* **Activity list**
A. Summarize the wattleseed text in two sentences.
B. Repeat the wattleseed text from "Acacia seed flour" up to and including "and dairy desserts.".
*** Reading text Section Begins ***
Wattleseeds are the edible seeds from any of 120 species of Australian Acacia that were traditionally used as food by Aboriginal Australians, and eaten either green (and cooked) or dried (and milled to a flour) to make a type of bush bread. Acacia murrayana and A. victoriae have been studied as candidates for commercial production.

Acacia seed flour has recently gained popularity in Australia due to its high nutritional content, hardiness, and low toxicity. Due to its low glycemic index, it is suitable for incorporation into diabetic foods. It is used due to its chocolate, coffee, hazelnut flavour profile. It is added to ice cream, granola, bread, chocolate, coffee, and used by chefs to enhance sauces and dairy desserts.
*** Reading text Section Ends ***
*** Source information Section Begins ***
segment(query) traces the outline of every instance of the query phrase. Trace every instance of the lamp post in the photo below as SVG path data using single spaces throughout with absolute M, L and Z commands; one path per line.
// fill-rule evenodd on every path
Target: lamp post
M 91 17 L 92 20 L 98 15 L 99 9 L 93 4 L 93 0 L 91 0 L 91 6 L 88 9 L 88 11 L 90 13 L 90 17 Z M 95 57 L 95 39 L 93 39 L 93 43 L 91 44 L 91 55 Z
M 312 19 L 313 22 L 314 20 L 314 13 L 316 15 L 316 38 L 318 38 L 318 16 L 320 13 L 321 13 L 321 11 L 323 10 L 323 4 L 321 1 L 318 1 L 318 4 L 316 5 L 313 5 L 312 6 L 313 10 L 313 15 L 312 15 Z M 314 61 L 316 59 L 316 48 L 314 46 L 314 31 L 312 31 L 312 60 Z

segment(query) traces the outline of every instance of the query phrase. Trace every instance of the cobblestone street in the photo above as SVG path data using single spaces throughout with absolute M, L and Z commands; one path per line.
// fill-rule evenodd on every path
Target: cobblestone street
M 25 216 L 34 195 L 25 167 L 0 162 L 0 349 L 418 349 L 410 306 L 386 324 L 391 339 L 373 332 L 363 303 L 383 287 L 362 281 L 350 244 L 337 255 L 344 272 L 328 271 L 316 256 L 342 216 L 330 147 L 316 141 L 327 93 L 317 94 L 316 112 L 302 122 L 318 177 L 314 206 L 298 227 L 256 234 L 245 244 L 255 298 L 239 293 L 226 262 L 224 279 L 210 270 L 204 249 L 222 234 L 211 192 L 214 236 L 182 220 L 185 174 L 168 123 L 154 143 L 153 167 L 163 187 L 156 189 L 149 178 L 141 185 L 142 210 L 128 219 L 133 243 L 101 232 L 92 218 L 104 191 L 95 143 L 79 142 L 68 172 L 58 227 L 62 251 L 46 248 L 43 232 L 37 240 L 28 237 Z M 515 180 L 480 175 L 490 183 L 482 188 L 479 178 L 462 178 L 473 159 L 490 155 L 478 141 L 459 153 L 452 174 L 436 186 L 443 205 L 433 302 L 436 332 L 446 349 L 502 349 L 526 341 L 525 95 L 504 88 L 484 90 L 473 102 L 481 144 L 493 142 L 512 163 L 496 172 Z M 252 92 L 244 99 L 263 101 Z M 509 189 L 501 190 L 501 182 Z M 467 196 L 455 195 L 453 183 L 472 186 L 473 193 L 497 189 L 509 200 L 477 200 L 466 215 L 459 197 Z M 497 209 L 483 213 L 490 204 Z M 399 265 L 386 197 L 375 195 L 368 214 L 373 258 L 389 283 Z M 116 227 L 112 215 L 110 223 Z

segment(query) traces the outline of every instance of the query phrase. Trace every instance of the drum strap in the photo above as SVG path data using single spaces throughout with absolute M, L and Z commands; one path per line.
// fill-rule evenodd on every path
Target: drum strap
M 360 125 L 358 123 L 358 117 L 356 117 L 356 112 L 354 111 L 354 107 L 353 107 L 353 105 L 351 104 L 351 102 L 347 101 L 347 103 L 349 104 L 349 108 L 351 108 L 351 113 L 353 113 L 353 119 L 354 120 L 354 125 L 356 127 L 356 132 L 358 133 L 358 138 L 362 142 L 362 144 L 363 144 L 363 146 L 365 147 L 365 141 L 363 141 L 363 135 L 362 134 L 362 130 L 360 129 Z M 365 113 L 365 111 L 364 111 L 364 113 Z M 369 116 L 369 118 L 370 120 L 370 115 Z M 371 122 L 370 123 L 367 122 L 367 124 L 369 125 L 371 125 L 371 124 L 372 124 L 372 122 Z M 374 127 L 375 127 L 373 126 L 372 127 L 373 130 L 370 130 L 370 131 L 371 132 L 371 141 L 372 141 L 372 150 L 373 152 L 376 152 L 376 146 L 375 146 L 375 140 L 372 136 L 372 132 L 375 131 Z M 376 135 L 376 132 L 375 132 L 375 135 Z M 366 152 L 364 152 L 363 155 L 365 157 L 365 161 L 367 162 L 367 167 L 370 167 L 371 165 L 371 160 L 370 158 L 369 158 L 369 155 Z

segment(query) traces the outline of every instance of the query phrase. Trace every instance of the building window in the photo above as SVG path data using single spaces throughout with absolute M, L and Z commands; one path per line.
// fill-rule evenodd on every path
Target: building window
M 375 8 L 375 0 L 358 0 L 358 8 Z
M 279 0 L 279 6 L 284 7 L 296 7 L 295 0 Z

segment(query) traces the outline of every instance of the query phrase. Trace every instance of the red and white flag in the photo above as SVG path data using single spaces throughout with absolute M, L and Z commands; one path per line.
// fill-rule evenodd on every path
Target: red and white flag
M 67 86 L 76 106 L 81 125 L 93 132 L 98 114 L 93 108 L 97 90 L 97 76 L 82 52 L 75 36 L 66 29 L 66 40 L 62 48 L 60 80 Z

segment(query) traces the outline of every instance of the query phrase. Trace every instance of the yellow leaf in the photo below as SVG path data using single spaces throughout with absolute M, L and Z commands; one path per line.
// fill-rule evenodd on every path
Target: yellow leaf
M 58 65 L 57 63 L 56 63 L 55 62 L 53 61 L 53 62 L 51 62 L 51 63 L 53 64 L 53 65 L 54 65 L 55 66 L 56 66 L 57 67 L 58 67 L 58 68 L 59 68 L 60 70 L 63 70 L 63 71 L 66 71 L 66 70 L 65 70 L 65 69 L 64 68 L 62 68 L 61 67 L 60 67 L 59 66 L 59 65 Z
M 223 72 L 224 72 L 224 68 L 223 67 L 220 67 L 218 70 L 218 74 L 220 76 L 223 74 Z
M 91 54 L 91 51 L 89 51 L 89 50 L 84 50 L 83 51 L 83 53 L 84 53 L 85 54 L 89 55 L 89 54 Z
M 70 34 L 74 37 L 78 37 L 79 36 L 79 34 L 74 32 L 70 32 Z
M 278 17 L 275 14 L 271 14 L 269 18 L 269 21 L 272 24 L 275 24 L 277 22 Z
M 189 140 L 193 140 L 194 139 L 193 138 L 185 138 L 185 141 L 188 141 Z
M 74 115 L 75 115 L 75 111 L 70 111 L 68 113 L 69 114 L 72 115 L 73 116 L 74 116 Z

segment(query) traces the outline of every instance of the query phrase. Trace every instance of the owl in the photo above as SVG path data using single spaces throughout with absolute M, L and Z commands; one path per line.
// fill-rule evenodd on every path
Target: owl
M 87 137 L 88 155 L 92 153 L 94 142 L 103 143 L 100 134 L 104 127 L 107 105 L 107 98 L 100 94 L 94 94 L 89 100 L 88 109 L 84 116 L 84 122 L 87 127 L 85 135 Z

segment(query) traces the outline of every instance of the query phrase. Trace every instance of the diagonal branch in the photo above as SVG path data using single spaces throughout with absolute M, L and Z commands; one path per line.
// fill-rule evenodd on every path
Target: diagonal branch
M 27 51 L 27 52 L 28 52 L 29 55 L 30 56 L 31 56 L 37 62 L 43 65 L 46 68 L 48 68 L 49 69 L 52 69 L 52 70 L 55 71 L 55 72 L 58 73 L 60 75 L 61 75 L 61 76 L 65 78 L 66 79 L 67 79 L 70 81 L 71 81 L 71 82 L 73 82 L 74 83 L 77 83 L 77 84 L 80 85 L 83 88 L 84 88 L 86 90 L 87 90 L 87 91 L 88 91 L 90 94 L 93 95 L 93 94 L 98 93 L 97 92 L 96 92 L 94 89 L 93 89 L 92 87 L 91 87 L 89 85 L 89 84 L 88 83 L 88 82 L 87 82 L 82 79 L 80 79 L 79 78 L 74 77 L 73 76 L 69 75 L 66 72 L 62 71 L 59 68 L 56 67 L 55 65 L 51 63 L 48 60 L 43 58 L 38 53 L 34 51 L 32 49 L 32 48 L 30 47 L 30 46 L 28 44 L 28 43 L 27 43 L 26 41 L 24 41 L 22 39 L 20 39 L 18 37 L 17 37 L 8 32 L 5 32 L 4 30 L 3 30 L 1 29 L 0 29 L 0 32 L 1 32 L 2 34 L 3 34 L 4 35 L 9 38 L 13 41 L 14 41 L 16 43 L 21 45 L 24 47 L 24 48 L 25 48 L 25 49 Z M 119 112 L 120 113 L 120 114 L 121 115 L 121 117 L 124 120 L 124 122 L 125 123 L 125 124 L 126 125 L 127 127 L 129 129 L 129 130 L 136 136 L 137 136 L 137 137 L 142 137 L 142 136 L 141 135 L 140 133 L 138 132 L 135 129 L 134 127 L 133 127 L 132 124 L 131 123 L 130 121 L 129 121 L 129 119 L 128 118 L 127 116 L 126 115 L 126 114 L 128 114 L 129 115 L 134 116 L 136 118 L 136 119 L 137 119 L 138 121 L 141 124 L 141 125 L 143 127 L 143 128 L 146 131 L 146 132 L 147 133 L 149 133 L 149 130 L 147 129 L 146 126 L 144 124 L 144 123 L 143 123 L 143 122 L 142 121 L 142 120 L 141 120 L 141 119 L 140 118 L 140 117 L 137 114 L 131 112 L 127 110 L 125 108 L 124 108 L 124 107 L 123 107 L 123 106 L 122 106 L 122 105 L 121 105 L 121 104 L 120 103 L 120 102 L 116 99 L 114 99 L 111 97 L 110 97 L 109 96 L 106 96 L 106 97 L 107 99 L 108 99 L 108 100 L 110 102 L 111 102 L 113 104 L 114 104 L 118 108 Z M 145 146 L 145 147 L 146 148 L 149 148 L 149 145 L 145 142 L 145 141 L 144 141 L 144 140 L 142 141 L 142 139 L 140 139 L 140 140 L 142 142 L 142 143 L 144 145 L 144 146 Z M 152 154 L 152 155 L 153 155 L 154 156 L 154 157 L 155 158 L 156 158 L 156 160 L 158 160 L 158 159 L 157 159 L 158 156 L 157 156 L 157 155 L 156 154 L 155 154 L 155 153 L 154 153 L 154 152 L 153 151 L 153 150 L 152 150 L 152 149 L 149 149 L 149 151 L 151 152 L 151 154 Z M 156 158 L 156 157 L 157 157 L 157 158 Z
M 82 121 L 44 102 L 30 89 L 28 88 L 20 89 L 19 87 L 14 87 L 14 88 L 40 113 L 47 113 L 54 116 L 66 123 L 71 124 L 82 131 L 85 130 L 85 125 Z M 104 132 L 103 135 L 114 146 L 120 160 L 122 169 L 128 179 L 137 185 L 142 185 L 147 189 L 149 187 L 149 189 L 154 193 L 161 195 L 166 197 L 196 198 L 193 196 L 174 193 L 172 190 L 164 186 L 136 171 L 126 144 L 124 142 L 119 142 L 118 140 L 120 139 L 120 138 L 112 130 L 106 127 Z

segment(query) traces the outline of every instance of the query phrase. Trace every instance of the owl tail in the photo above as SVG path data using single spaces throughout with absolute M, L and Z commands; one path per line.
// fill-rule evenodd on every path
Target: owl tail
*** Source information Section Ends ***
* **Solutions per task**
A. Wattleseeds are the edible seeds of any of 120 Australian Acacia species, which Aboriginal Australians traditionally ate either green and cooked or dried and milled into flour for a bush bread. Acacia seed flour has recently become popular in Australia for its high nutritional content, hardiness, low toxicity, low glycemic index, and chocolate, coffee, and hazelnut flavor, and it is added to foods such as ice cream, granola, bread, and dairy desserts.

B.
Acacia seed flour has recently gained popularity in Australia due to its high nutritional content, hardiness, and low toxicity. Due to its low glycemic index, it is suitable for incorporation into diabetic foods. It is used due to its chocolate, coffee, hazelnut flavour profile. It is added to ice cream, granola, bread, chocolate, coffee, and used by chefs to enhance sauces and dairy desserts.